# Task requirements
Word for word, transcribe the lines below and drop the pictures.

______________________________

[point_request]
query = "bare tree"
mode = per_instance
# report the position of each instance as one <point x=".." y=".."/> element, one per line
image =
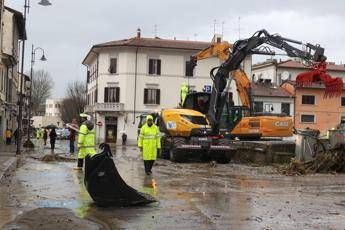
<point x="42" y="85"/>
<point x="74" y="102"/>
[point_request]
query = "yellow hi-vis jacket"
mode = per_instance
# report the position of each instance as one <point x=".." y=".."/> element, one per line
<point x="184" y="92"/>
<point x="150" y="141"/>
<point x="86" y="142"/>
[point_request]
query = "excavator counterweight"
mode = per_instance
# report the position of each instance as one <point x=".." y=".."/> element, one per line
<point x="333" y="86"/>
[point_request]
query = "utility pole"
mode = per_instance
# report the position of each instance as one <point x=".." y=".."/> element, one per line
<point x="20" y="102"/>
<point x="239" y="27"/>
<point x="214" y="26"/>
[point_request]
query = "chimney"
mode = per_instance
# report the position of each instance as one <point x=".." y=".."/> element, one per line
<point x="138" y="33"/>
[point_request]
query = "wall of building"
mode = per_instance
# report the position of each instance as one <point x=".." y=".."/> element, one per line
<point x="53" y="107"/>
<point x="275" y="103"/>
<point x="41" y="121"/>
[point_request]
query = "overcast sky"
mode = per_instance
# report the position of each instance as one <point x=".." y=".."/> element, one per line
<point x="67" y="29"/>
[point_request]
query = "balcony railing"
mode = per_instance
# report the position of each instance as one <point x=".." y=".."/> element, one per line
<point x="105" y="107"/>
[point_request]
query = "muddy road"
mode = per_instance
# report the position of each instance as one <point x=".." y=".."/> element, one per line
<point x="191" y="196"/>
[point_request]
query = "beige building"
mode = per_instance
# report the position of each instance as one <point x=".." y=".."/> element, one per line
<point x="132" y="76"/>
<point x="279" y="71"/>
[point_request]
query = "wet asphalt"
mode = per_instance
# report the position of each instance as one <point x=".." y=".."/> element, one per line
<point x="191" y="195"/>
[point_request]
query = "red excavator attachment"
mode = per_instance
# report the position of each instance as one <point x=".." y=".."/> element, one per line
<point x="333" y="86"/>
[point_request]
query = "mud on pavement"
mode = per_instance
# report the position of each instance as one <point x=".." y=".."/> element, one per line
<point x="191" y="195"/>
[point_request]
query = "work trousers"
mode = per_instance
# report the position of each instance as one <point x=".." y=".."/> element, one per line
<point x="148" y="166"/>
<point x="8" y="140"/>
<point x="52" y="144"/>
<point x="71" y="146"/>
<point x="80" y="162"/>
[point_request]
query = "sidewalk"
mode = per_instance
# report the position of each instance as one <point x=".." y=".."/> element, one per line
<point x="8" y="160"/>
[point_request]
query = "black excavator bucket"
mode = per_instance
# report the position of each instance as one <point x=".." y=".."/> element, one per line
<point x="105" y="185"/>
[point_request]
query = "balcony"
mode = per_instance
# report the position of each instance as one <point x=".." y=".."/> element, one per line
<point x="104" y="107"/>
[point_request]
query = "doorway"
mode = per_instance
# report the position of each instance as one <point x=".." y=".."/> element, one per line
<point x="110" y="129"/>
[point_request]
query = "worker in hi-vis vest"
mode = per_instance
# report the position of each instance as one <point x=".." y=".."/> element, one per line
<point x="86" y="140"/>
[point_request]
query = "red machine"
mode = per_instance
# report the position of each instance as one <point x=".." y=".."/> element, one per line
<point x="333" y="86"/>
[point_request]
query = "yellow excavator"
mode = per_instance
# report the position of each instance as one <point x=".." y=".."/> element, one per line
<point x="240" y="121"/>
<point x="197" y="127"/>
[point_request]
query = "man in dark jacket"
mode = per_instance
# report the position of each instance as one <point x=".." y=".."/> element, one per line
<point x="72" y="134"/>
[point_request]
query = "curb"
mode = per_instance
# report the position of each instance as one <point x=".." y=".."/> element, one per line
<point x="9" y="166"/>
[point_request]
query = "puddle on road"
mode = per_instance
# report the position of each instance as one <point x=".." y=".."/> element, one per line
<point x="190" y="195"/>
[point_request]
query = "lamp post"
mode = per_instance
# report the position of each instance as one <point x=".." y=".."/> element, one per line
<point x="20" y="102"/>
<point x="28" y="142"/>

______________________________

# Written solution
[point_request]
query = "bare tree"
mode = per_instance
# report the position of each instance as one <point x=".." y=".."/> element, one per line
image =
<point x="42" y="85"/>
<point x="74" y="102"/>
[point_request]
query = "yellow hi-vis jacket"
mode = per_instance
# report the position of each instance as one <point x=".." y=".."/> element, one per line
<point x="184" y="92"/>
<point x="150" y="141"/>
<point x="86" y="142"/>
[point_request]
query = "excavator counterweight"
mode = per_instance
# report the position of each instance as one <point x=".." y=".."/> element, one per line
<point x="333" y="86"/>
[point_request]
query = "utility pole"
mode = per_instance
# report the position of each instance as one <point x=".." y=".."/> element, one per line
<point x="20" y="102"/>
<point x="239" y="27"/>
<point x="214" y="26"/>
[point_request]
query = "chimney"
mode = per_instance
# report the position of each instance as one <point x=".." y=".."/> element, one per line
<point x="138" y="33"/>
[point_request]
query = "wall of building"
mode = per_instance
# report the position of each instance as one <point x=".." y=".."/> element, one per line
<point x="53" y="107"/>
<point x="275" y="103"/>
<point x="41" y="121"/>
[point_request]
query = "overcast sky"
mode = per_instance
# report the position of each instance as one <point x=".." y=".."/> element, one per line
<point x="67" y="29"/>
[point_request]
query = "balcony railing"
mode = per_instance
# report the position of each instance as one <point x=".." y=".."/> element, one per line
<point x="105" y="107"/>
[point_request]
query = "muddy road"
mode = per_instance
# report the position of each instance as one <point x=".." y=".."/> element, one per line
<point x="191" y="196"/>
[point_request]
query = "beige building"
mode = per_instance
# report the position of each instance as one <point x=".." y=".."/> element, one per line
<point x="132" y="76"/>
<point x="279" y="71"/>
[point_request]
query = "wet asphalt"
mode = per_instance
# report the position of each instance as one <point x=".." y=".."/> element, one per line
<point x="191" y="195"/>
[point_request]
query = "red excavator attachment"
mode = per_instance
# report the position of each instance as one <point x=".." y=".."/> element, one per line
<point x="333" y="86"/>
[point_request]
query = "mud on pavement"
mode = per_instance
# report the position of each instance as one <point x=".." y=".."/> element, one per line
<point x="191" y="195"/>
[point_request]
query = "work trousers"
mode = per_instance
# report the position of each instance as one <point x=".." y=".."/> element, one per line
<point x="148" y="166"/>
<point x="8" y="140"/>
<point x="52" y="144"/>
<point x="71" y="146"/>
<point x="80" y="162"/>
[point_request]
query = "sidewalk"
mode = per_instance
# report the position of each instance as one <point x=".." y=".."/> element, one per line
<point x="8" y="160"/>
[point_request]
query = "black excavator bucket"
mode = per_instance
# report the position of each instance as one <point x=".." y=".."/> element, one per line
<point x="105" y="185"/>
[point_request]
query = "balcony"
mode = per_instance
# report the position of each instance as one <point x=".." y=".."/> element, one per line
<point x="104" y="107"/>
[point_request]
query = "doorway"
mode = per_instance
# report the position of each instance as one <point x=".." y=".."/> element, one per line
<point x="110" y="129"/>
[point_request]
query = "worker in hi-vis vest"
mode = per_instance
# report the position of each instance as one <point x=".." y=".."/> element, one per line
<point x="86" y="140"/>
[point_request]
query = "red machine"
mode = per_instance
# report the position of each instance as one <point x=".." y=".."/> element, one per line
<point x="333" y="86"/>
[point_request]
query = "yellow excavator"
mode = per_instance
# report the position of each instance as one <point x=".." y=".."/> element, one per line
<point x="240" y="121"/>
<point x="197" y="127"/>
[point_request]
query = "man in dark jacket"
mode = per_instance
# report the position of each instance as one <point x=".." y=".."/> element, one per line
<point x="72" y="134"/>
[point_request]
query = "curb"
mode = per_instance
# report the position of each instance as one <point x=".." y=".."/> element, one per line
<point x="9" y="166"/>
[point_request]
query = "puddle on road"
mode = per_instance
# report the position of each instance as one <point x=".." y=".."/> element, one per line
<point x="190" y="195"/>
[point_request]
query = "lamp post"
mode = per_instance
# report the position of each instance as one <point x=".." y=".."/> element, one per line
<point x="20" y="102"/>
<point x="28" y="142"/>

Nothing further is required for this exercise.